WHAT IS NEEDED ▸
Output exactly the lines from the line with "Teacher note: please indicate the blue" through the end of the records below. Include nothing else.

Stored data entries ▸

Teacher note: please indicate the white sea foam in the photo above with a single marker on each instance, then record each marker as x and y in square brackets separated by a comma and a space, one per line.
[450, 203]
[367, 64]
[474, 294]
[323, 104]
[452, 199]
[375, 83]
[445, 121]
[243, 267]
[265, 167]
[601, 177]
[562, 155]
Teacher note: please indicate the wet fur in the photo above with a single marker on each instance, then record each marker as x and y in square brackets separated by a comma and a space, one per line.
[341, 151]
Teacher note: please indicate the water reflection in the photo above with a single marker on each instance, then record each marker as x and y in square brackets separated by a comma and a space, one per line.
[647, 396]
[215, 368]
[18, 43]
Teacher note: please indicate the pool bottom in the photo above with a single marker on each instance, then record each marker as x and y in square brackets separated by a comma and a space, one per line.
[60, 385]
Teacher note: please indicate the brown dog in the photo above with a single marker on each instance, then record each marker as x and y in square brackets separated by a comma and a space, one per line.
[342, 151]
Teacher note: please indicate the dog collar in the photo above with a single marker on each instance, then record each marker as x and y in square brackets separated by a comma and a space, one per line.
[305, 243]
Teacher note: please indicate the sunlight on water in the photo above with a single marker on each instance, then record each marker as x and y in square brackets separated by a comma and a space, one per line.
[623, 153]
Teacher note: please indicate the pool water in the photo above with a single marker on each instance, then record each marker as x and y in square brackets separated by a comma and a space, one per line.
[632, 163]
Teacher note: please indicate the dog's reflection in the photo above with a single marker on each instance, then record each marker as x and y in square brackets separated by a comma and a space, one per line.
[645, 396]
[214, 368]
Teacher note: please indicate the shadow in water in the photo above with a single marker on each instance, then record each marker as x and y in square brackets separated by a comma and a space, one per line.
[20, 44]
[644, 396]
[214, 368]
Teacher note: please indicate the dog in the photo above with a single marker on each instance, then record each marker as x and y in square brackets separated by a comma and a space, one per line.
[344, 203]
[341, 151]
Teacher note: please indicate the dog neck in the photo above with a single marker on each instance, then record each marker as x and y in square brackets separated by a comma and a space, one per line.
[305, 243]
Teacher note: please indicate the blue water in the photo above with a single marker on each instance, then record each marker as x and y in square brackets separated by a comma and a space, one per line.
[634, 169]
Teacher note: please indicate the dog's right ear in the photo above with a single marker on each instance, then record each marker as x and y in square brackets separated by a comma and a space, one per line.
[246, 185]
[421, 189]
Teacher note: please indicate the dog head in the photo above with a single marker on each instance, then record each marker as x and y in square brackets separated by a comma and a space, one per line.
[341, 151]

YOUR RESPONSE ▸
Teacher note: please indicate the blue water in the photo above with a single marker on each instance, then record each marker as x and y in square brackets separated by a comma and a space, one per line.
[634, 169]
Teacher note: please indicate the dog's right ear in the photo above with a single marker on each instance, then record each marker as x and y in square brackets separated by a comma and a space, one per line.
[246, 185]
[421, 189]
Teacher note: please indicate the dog head in the photo above with a single marker on each instance, then record each marker as x and y in square brackets separated by a comma and a space, one per line.
[341, 151]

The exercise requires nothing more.